__Excerpt provided__:
The proximate cause of food insecurity and hunger, for the 2 billion currently, is poverty. CA not only provides the possibility of increased crop yields for the low input smallholder farmer, it also provides a pro-poor rural and agricultural development model to support agricultural intensification in an affordable manner. For the high output farmer, it offers greater efficiency (productivity) and profit, resilience and stewardship. For farming anywhere, it addresses the root causes of agricultural land degradation, sub-optimal ecological crop and land potentials or yield ceilings, and poor crop phenotypic expressions or yield gaps.

As national economies expand and diversify, more people become integrated into the economy and are able to access food. This growth in effective demand from non-agricultural populations is what drives the required increases in food production and food supply. Thus, wage employment pathway out of poverty and hunger will continue to be the main pathway for most non-agricultural population over time. But for those whose livelihoods continue to depend on agriculture to feed themselves and the rest of the world population, the challenge is to produce the needed food with minimum harm to the environment and the society, and to produce it with maximum efficiency and resilience against abiotic and biotic stresses, including those arising from climate change.

__The tasks__:
A. In the passage on food insecurity and farming, what is named as the proximate cause of food insecurity and hunger?
B. List everything the passage on food insecurity and farming says conservation agriculture offers the high output farmer.
C. Extend the passage on food insecurity and farming, picking up after its final sentence.
The material below was taken from a different source than the passage on food insecurity and farming.

Region segmentation data
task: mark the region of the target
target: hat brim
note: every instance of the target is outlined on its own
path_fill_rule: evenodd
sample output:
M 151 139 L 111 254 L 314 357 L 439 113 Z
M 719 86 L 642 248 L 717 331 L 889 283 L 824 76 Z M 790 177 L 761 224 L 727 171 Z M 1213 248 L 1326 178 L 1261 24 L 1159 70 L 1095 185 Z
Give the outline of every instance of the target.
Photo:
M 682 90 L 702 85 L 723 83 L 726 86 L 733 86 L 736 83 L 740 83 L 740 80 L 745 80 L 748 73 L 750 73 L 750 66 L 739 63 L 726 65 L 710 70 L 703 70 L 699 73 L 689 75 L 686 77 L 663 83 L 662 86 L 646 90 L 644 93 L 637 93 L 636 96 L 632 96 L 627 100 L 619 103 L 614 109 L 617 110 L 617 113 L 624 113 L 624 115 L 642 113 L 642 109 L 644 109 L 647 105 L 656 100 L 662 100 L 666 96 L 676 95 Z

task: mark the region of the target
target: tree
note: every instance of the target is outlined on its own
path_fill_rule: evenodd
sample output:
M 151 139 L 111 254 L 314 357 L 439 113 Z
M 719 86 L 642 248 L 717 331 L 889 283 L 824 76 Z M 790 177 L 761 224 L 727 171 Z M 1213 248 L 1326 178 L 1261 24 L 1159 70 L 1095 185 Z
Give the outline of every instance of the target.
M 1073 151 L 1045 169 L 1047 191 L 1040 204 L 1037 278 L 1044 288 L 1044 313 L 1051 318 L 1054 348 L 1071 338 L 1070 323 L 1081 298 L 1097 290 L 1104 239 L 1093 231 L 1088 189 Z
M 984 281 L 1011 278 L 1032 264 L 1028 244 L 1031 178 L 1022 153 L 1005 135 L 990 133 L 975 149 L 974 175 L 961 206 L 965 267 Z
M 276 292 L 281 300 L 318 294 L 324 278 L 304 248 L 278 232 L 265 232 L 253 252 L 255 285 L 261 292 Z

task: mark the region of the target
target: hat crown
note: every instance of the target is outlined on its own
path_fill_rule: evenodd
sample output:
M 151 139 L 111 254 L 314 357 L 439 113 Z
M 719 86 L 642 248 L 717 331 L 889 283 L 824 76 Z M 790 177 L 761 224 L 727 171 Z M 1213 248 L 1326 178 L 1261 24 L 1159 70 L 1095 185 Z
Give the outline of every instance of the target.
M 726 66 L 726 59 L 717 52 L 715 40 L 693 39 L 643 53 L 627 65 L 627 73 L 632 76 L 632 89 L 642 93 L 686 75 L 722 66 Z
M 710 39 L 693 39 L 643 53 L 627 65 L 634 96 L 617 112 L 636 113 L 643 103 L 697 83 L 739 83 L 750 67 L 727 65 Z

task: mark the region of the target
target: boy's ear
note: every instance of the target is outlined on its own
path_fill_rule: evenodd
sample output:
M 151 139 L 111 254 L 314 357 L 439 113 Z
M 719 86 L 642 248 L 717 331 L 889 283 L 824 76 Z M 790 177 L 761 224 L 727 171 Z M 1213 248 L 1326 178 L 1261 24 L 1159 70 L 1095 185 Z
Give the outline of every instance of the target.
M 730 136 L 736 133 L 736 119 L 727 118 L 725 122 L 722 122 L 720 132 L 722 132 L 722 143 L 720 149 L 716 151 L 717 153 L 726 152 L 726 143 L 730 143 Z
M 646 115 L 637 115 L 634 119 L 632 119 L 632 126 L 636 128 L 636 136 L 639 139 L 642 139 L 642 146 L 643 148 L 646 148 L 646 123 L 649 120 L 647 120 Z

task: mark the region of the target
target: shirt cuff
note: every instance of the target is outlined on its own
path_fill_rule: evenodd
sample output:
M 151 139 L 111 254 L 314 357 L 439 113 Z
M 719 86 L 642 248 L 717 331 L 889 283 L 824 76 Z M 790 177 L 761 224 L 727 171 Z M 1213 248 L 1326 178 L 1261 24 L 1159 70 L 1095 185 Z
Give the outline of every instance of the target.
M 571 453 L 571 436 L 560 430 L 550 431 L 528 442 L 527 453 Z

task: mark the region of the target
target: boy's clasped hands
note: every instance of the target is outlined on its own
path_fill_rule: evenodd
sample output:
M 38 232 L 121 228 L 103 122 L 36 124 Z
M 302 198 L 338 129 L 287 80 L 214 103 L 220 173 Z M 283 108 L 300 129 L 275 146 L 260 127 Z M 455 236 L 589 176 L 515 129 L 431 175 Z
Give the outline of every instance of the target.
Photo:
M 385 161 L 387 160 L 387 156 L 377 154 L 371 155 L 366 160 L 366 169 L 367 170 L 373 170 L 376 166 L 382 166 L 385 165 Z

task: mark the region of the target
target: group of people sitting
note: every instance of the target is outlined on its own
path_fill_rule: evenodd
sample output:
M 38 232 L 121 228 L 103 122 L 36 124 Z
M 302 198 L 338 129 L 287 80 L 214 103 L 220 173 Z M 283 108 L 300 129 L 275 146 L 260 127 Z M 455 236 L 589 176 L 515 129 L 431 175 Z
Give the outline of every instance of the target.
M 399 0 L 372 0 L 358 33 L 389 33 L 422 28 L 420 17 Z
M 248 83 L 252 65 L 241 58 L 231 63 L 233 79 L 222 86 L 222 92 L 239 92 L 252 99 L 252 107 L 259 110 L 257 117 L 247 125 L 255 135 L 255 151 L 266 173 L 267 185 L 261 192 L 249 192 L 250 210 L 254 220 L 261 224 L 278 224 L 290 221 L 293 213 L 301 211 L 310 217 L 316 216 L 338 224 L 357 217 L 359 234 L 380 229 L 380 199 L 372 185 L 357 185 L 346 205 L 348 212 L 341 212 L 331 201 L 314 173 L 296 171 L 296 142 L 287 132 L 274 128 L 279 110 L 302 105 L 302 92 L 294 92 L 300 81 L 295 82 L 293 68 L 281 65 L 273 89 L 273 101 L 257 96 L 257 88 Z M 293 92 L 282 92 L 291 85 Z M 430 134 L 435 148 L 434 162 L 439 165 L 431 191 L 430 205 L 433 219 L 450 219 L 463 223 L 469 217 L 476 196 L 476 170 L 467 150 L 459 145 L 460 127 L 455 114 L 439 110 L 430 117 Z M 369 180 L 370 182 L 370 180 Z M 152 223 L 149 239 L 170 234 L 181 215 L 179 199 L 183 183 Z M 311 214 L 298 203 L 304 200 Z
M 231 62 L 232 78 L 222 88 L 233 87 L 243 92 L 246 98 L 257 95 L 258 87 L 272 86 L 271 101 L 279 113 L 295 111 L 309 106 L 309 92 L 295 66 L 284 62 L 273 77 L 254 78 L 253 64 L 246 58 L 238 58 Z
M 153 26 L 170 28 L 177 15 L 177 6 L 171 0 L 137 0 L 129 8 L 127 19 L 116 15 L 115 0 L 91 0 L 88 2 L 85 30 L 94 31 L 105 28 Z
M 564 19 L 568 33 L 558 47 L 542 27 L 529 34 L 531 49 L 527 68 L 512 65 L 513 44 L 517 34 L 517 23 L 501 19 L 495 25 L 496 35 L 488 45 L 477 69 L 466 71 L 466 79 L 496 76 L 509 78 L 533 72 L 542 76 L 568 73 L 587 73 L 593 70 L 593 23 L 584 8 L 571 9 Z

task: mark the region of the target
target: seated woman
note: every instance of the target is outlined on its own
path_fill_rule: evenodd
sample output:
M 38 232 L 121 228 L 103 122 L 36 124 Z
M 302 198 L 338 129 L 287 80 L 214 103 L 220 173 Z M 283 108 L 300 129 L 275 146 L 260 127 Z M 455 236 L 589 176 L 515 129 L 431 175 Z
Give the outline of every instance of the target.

__Answers to the exercises__:
A. Poverty.

B.
- Greater efficiency (productivity)
- Profit
- Resilience
- Stewardship

C.
Given the current structural inefficiencies in the food production and consumption system, crop yields in the coming decades need to increase to cope with the growing food demand. There is empirical and scientific evidence that the future food supplies can be assured sustainably by shifting away from conventional agriculture towards a more sustainable paradigm of CA. The supply side of future food security will be determined by how successful we are in facilitating the global up-scaling of the new engine of sustainable agriculture: Conservation Agriculture.